-- What to produce --
The answer should contain all of the data, retyped without any alteration.

-- Data for this task --

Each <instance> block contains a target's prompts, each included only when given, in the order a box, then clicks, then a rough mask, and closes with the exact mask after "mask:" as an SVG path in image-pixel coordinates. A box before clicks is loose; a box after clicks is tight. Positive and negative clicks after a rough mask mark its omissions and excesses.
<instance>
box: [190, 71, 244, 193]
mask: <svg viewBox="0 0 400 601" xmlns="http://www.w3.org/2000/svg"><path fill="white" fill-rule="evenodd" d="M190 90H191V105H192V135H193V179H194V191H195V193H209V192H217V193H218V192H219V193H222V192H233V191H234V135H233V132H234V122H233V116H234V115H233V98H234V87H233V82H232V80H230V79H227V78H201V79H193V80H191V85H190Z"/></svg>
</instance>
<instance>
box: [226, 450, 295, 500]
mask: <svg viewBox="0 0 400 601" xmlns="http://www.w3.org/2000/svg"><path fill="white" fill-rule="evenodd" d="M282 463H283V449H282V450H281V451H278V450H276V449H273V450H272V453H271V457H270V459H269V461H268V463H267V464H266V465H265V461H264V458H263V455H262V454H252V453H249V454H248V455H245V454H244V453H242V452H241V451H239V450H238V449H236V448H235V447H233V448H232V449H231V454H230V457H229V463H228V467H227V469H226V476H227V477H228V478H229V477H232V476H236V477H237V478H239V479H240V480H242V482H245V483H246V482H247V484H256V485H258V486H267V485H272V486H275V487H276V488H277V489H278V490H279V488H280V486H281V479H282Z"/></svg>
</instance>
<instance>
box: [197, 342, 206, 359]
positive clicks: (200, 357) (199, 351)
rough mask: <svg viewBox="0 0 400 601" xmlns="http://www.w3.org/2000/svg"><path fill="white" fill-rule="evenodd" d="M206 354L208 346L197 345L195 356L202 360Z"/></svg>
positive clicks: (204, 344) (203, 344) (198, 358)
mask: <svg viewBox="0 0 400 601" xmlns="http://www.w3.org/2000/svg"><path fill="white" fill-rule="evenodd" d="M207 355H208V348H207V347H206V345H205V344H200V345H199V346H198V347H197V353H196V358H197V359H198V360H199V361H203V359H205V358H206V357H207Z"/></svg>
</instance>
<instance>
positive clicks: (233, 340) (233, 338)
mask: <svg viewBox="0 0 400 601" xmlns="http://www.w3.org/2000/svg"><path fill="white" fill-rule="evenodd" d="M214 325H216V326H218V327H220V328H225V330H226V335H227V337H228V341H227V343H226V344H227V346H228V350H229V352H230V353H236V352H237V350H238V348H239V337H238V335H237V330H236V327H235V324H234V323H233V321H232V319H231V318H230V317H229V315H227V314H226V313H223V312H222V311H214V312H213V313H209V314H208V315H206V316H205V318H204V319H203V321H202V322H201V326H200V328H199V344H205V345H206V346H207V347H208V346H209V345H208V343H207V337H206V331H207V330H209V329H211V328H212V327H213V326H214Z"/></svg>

-- Task answer --
Each <instance> block contains a target's prompts, each included only when given, in the order a box, then clicks, then a rough mask, and closes with the exact mask after "mask:" as an SVG path in image-pixel coordinates. A box before clicks is loose; a box after clicks is tight. Positive and negative clicks after a rough mask mark its omissions and excesses.
<instance>
box: [190, 71, 244, 193]
mask: <svg viewBox="0 0 400 601" xmlns="http://www.w3.org/2000/svg"><path fill="white" fill-rule="evenodd" d="M190 90H191V105H192V135H193V179H194V191H195V193H209V192H217V193H218V192H219V193H222V192H233V191H234V135H233V132H234V122H233V116H234V115H233V98H234V87H233V82H232V80H230V79H227V78H201V79H193V80H191V85H190Z"/></svg>
</instance>
<instance>
box: [226, 450, 295, 500]
mask: <svg viewBox="0 0 400 601" xmlns="http://www.w3.org/2000/svg"><path fill="white" fill-rule="evenodd" d="M282 463H283V449H282V450H281V451H278V450H276V449H273V450H272V453H271V457H270V459H269V461H268V463H267V464H266V465H265V461H264V458H263V455H262V454H252V453H249V454H248V455H245V454H244V453H242V452H241V451H239V450H238V449H236V448H235V447H233V448H232V449H231V454H230V457H229V463H228V467H227V469H226V476H227V477H228V478H229V477H232V476H236V477H237V478H239V479H240V480H242V482H245V483H246V482H247V484H256V485H258V486H267V485H272V486H275V487H276V488H277V489H278V490H279V488H280V486H281V479H282Z"/></svg>
</instance>
<instance>
box: [197, 342, 206, 359]
positive clicks: (200, 357) (199, 351)
rough mask: <svg viewBox="0 0 400 601" xmlns="http://www.w3.org/2000/svg"><path fill="white" fill-rule="evenodd" d="M206 354L208 346L197 345L195 356L202 360Z"/></svg>
positive clicks: (204, 344) (203, 344) (198, 358)
mask: <svg viewBox="0 0 400 601" xmlns="http://www.w3.org/2000/svg"><path fill="white" fill-rule="evenodd" d="M207 355H208V348H207V347H206V345H205V344H200V345H199V346H198V347H197V353H196V358H197V359H198V360H199V361H203V359H205V358H206V357H207Z"/></svg>
</instance>
<instance>
positive clicks: (233, 340) (233, 338)
mask: <svg viewBox="0 0 400 601" xmlns="http://www.w3.org/2000/svg"><path fill="white" fill-rule="evenodd" d="M214 325H216V326H218V327H220V328H225V330H226V335H227V337H228V341H227V343H226V344H227V346H228V350H229V352H230V353H236V352H237V350H238V348H239V337H238V335H237V330H236V327H235V324H234V323H233V321H232V319H231V318H230V317H229V315H227V314H226V313H223V312H222V311H214V312H213V313H209V314H208V315H206V316H205V318H204V319H203V321H202V322H201V326H200V328H199V344H205V345H206V346H207V347H208V346H209V345H208V343H207V337H206V331H207V330H209V329H211V328H212V327H213V326H214Z"/></svg>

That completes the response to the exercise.